### Testo da leggere
════
DHARMAKIRTI

Dharmakirti

“Dharmakirti. Dal testo: Pramanavartika”:

La maggior parte del genere umano è incline alla banalità e non ha interesse per le sottigliezze.
Senza curarsi dei discorsi profondi l'uomo è intriso di odio e di invidia.
Così io non scrivo per loro, perché il mio cuore ha trovato soddisfazione in questo mio trattato
e attraverso di esso il mio amore per la continua profonda meditazione su ogni ben ponderata parola è stato esaudito.
Nessuno in questo mondo potrà facilmente afferrare i limiti estremi in questo lavoro.
Esso sarà completamente assorbito e consumato in me stesso come un fiume è assorbito e perso nell’oceano.
Anche coloro forniti da un grandissimo potere di ragionamento non sono in grado di scandagliare il profondo.
Anche coloro dotati di una eccezionale coraggio di pensiero non possono percepire la sua più elevata verità.

Nell’India del settimo e ottavo secolo DC si assiste alla fase finale della ricerca dei significati profondi e non facilmente comunicabili della Dottrina buddista.

Sebbene l’università monastica di Nalanda continuasse ad essere il centro di studi più famoso per almeno altri quattro secoli a venire, prima dell’invasione musulmana, essa divenne sempre più isolata culturalmente, in una crescente marea di rinnovata fede nella religione induista. Il popolo fu nuovamente attratto dai rituali devozionali e teisti e i nuovi testi dei Vedanta attrassero pensatori e filosofi.

A Nalanda e nelle altre università minori buddiste, probabilmente queste tendenze erano avvertite, col risultato che i maestri diventarono più dogmatici e, al tempo di Dharmakirti, un pervasivo pessimismo comincia a pervadere il buddismo indiano.

Negli stessi anni il messaggio di Buddha penetra in Tibet e, attraverso le rotte mercantili, raggiunge il Sud-est asiatico. Era già giunto in Cina da almeno sei o sette secoli e un gran numero di traduttori aveva intensamente lavorato per rendere i Sutra Mahayana in lingua cinese.
════
### Materiale fornito

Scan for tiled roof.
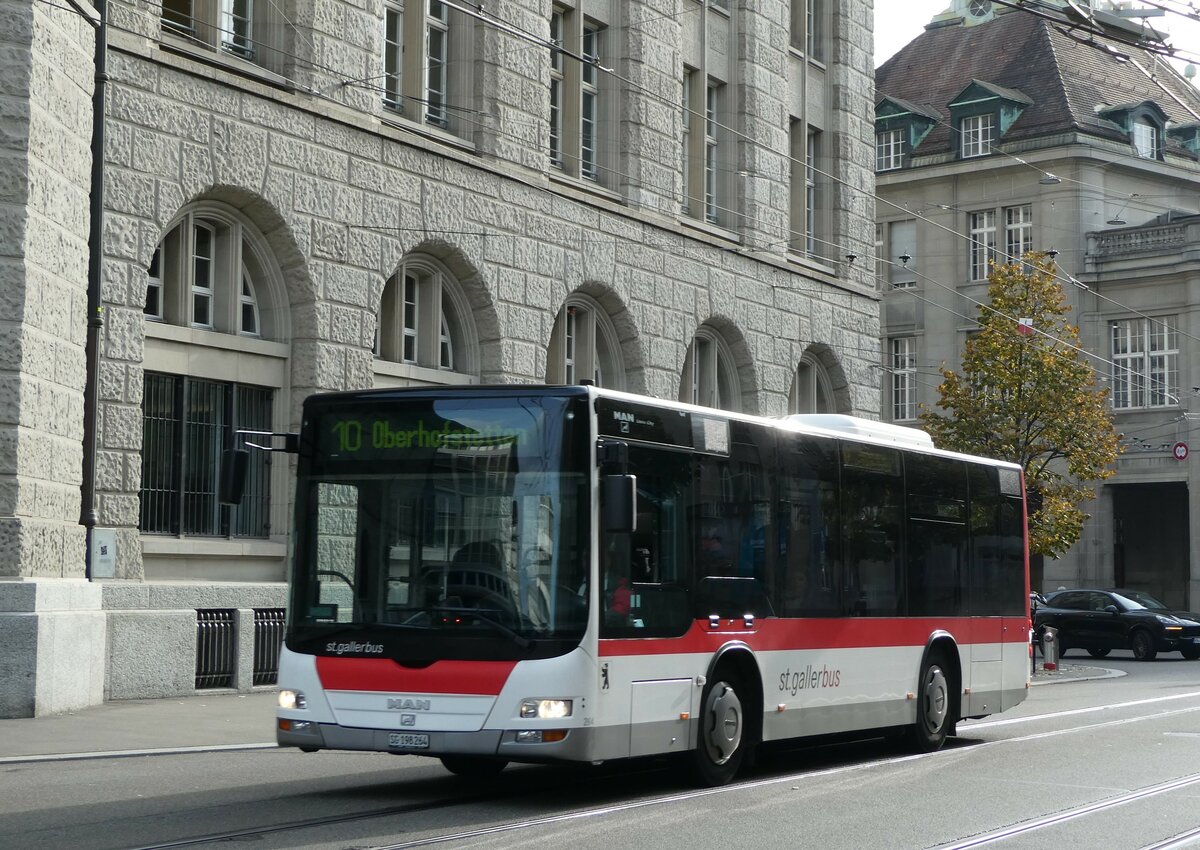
════
### Parti dell'esercizio
a - Copia dal testo su Dharmakirti il passo da "La maggior parte" a "è stato esaudito.".
b - Rispondi a queste domande sul testo su Dharmakirti:
(i) A che cosa viene paragonato il modo in cui il trattato sarà assorbito e consumato?
(ii) Quale università monastica continuò a essere il centro di studi più famoso?
(iii) Da quanti secoli il messaggio di Buddha era già giunto in Cina?
Le righe sono materiale a sé, separato dal testo.

### Soluzioni passo passo
a -
La maggior parte del genere umano è incline alla banalità e non ha interesse per le sottigliezze.
Senza curarsi dei discorsi profondi l'uomo è intriso di odio e di invidia.
Così io non scrivo per loro, perché il mio cuore ha trovato soddisfazione in questo mio trattato
e attraverso di esso il mio amore per la continua profonda meditazione su ogni ben ponderata parola è stato esaudito.

b -
(i) A un fiume che è assorbito e perso nell'oceano.
(ii) Nalanda.
(iii) Da almeno sei o sette secoli.